Coordinate annotation records:

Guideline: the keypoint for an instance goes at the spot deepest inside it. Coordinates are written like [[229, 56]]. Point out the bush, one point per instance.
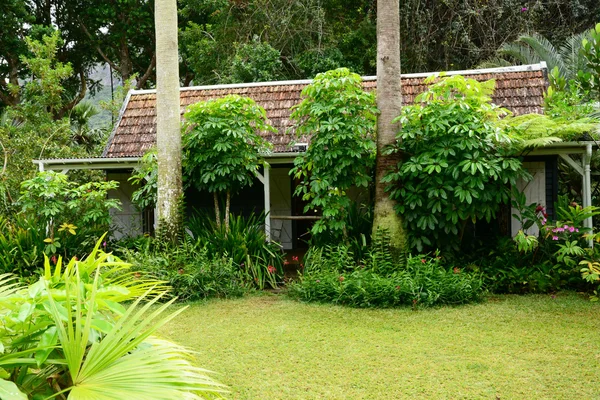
[[190, 271], [245, 243], [332, 275]]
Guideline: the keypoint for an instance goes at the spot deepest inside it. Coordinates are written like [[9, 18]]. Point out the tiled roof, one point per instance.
[[520, 89]]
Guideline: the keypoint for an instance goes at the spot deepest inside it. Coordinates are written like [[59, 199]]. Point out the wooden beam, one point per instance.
[[297, 217], [267, 187]]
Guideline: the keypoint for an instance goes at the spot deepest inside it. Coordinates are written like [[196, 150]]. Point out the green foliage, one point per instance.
[[35, 128], [538, 264], [57, 216], [458, 163], [590, 49], [188, 269], [55, 199], [222, 143], [68, 334], [256, 61], [245, 243], [423, 282], [340, 118]]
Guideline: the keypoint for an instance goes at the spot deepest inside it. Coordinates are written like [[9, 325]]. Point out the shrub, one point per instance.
[[189, 270], [332, 275], [245, 243], [459, 166], [69, 335]]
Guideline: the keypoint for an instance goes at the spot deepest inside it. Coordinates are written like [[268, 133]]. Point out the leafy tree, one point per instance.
[[255, 62], [591, 52], [460, 166], [29, 130], [340, 118], [223, 146]]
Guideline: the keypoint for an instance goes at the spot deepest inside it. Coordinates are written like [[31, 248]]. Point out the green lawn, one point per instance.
[[510, 347]]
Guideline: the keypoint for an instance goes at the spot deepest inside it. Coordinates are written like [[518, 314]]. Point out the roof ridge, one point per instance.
[[517, 68]]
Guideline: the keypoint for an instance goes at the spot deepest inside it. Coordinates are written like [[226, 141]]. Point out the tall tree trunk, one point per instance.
[[389, 102], [217, 210], [227, 205], [168, 132]]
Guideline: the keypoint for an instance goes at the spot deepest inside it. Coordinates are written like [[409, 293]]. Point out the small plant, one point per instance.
[[245, 243], [332, 275]]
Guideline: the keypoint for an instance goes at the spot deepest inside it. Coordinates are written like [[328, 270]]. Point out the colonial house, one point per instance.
[[520, 89]]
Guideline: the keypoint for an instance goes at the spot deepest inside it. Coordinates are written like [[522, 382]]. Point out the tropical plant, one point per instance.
[[52, 199], [68, 335], [223, 146], [459, 166], [190, 271], [339, 116], [331, 276], [245, 243], [145, 176], [169, 183]]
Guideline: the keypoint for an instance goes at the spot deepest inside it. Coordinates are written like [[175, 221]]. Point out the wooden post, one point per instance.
[[587, 190], [267, 188]]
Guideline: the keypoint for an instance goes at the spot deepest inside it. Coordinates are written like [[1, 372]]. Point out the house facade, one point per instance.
[[520, 89]]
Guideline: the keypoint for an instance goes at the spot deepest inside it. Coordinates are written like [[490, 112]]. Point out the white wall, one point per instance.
[[128, 221], [281, 204], [535, 192]]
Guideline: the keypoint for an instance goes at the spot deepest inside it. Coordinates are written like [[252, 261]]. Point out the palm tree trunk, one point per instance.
[[389, 102], [227, 205], [168, 135], [217, 210]]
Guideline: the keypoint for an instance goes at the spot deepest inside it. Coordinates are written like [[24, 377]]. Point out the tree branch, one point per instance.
[[80, 96], [98, 49]]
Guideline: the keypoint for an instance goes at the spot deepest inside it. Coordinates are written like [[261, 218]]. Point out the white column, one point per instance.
[[587, 189], [267, 188]]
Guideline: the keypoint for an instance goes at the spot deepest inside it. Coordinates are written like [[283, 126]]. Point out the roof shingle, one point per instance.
[[520, 89]]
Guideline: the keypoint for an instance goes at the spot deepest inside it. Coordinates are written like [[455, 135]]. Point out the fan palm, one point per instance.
[[533, 48], [68, 336]]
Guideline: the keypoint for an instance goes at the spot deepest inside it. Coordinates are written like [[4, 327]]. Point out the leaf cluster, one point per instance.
[[339, 116], [457, 165], [223, 143]]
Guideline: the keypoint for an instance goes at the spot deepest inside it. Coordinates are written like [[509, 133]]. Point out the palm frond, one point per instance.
[[570, 52], [127, 363], [520, 53], [545, 51]]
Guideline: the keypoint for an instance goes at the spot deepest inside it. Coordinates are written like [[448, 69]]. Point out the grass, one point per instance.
[[510, 347]]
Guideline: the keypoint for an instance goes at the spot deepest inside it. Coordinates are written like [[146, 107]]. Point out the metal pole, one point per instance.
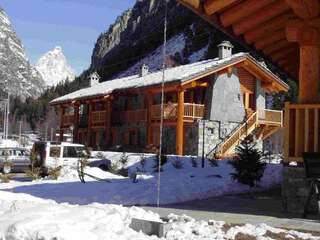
[[162, 100], [8, 112], [204, 128]]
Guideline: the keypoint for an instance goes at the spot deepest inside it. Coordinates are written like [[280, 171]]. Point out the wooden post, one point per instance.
[[89, 124], [149, 127], [180, 127], [76, 124], [316, 130], [108, 122], [308, 38]]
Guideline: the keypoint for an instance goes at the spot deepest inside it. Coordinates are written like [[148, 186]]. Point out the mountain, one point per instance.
[[54, 68], [17, 75], [136, 37]]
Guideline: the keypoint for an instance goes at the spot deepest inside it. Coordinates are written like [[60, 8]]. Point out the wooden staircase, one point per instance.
[[262, 123]]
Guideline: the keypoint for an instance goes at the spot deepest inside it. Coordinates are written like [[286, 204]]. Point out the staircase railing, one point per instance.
[[235, 138]]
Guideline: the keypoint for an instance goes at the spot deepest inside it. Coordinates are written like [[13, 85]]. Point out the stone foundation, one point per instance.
[[295, 190]]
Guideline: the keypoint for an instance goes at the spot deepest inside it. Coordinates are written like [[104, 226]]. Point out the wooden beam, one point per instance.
[[192, 3], [260, 17], [308, 38], [286, 130], [108, 122], [297, 135], [306, 130], [274, 37], [268, 27], [149, 100], [282, 54], [242, 10], [213, 6], [282, 44], [180, 124], [316, 130], [305, 9]]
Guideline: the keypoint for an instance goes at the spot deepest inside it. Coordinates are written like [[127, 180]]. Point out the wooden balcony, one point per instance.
[[301, 130], [139, 115], [67, 120], [191, 111], [98, 117], [270, 117]]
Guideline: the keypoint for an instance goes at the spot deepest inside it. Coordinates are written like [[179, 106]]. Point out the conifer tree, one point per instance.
[[248, 164]]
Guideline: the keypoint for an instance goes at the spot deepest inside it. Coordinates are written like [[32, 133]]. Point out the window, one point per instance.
[[55, 152], [74, 152]]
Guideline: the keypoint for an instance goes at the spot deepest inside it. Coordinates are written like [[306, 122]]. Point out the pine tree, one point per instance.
[[249, 166]]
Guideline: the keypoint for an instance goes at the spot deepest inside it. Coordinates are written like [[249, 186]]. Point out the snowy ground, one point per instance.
[[25, 217], [67, 209], [177, 185]]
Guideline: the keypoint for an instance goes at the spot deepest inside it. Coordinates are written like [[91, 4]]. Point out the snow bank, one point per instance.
[[25, 217], [177, 185]]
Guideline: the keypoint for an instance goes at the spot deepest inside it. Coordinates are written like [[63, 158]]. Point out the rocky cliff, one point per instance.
[[137, 36], [16, 73]]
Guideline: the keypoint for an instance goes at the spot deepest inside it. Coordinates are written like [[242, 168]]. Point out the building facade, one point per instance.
[[207, 106]]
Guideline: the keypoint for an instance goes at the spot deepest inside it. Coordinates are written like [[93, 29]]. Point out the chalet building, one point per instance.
[[209, 107]]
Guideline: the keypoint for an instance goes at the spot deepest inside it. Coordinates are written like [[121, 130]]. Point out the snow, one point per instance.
[[175, 74], [26, 217], [154, 60], [198, 55], [54, 68], [67, 209], [178, 185]]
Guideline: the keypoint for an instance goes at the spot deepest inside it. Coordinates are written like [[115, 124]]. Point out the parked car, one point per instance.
[[58, 154], [14, 159]]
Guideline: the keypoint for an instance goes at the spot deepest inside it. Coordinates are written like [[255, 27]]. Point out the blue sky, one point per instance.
[[72, 24]]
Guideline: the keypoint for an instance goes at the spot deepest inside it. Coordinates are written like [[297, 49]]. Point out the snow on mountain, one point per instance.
[[17, 75], [54, 68]]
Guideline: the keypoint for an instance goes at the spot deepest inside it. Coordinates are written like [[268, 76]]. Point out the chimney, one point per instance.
[[144, 69], [94, 79], [225, 49]]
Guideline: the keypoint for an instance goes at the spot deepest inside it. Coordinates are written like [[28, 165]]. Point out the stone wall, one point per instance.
[[295, 191], [223, 99], [205, 134]]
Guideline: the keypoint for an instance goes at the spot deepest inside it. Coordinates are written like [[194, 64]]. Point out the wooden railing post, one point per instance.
[[180, 124]]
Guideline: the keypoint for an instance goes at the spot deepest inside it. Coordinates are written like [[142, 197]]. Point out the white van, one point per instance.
[[56, 154]]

DESCRIPTION OF THE TASK –
Could you rewrite the listing from the line that has "shingle, one point per instance." through the line that has "[[339, 116], [457, 165], [223, 143]]", switching "fan palm" to "palm tree" and leaving everything else unchanged?

WORKED SOLUTION –
Guideline: the keypoint for an instance goes at the spot deepest inside it. Coordinates are written like [[283, 126]]. Point out the roof shingle, one point per instance.
[[520, 89]]
Guideline: the keypoint for an instance goes at the spot deepest inside it. Coordinates are written like [[455, 135]]. Point out the palm tree, one point per instance.
[[533, 48], [68, 336]]
Guideline: the keypoint for an instance goes at the spot deepest inside it. Coordinates are written like [[4, 327]]. Point out the leaf cluster, one point per instance.
[[339, 116], [457, 165], [223, 143]]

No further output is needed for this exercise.